== Segment start ==

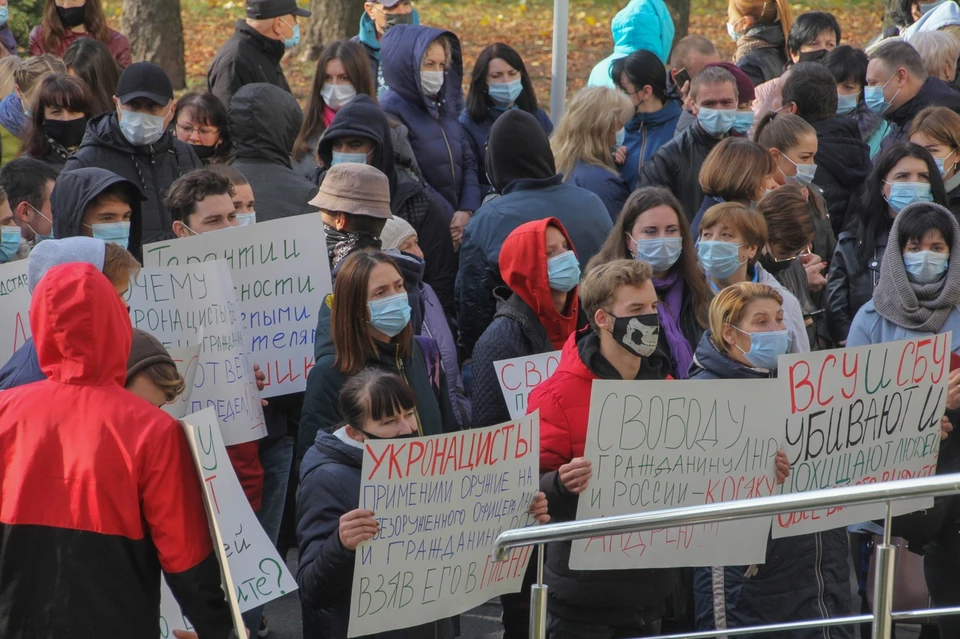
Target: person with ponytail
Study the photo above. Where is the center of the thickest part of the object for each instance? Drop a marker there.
(761, 30)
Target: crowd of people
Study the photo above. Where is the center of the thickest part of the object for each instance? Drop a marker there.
(686, 218)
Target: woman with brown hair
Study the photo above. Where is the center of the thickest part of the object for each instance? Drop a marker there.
(64, 21)
(736, 170)
(366, 322)
(653, 228)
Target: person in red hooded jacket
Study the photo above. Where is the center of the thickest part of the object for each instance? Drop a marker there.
(537, 310)
(99, 488)
(621, 305)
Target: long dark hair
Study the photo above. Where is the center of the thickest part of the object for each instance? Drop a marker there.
(688, 266)
(873, 215)
(357, 66)
(55, 90)
(478, 101)
(54, 30)
(91, 61)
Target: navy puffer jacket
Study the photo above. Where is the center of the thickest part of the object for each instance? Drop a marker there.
(803, 577)
(438, 141)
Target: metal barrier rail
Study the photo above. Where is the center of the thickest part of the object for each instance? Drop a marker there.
(888, 492)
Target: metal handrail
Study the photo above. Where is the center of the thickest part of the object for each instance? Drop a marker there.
(889, 492)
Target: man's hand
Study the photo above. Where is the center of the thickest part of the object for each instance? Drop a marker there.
(575, 475)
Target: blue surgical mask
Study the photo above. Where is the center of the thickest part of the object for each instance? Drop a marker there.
(925, 267)
(846, 104)
(766, 347)
(743, 121)
(720, 259)
(113, 232)
(390, 315)
(660, 253)
(905, 193)
(717, 121)
(9, 242)
(563, 271)
(504, 94)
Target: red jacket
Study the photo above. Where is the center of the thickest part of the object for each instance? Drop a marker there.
(98, 490)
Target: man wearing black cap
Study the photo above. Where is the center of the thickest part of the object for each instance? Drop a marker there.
(135, 143)
(253, 52)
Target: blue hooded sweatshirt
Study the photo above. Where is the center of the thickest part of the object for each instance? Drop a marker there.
(642, 24)
(438, 141)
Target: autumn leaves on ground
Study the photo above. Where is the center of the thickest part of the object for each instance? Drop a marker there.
(526, 25)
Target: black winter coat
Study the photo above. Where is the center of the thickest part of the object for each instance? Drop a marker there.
(247, 57)
(676, 166)
(151, 168)
(843, 164)
(848, 286)
(329, 488)
(515, 332)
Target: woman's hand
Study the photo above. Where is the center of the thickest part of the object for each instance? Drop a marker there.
(357, 526)
(783, 467)
(575, 475)
(538, 508)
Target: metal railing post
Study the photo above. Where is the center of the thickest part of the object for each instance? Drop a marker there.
(883, 586)
(538, 601)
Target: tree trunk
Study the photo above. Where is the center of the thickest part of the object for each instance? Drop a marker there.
(332, 20)
(680, 10)
(156, 35)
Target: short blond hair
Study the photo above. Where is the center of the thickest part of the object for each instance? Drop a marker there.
(600, 285)
(731, 303)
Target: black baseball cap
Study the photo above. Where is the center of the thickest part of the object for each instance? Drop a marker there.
(144, 80)
(265, 9)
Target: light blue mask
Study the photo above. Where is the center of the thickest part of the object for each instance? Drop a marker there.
(743, 121)
(660, 253)
(9, 242)
(504, 94)
(925, 267)
(113, 233)
(563, 271)
(905, 193)
(390, 315)
(765, 348)
(846, 104)
(720, 259)
(717, 121)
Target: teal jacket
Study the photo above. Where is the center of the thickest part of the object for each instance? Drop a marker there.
(642, 24)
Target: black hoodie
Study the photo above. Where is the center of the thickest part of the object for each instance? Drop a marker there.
(264, 122)
(409, 200)
(75, 190)
(152, 168)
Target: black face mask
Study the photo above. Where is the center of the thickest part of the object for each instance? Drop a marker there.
(67, 133)
(638, 334)
(72, 17)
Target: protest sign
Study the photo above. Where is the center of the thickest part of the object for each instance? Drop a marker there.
(281, 279)
(196, 304)
(441, 501)
(520, 375)
(14, 308)
(666, 444)
(860, 416)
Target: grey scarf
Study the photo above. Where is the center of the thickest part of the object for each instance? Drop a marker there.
(918, 307)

== Segment end ==

> **TRY IT**: Across the entries above, work out how many lines hold "person". The answer is that number alone.

> **TASK RESULT**: 2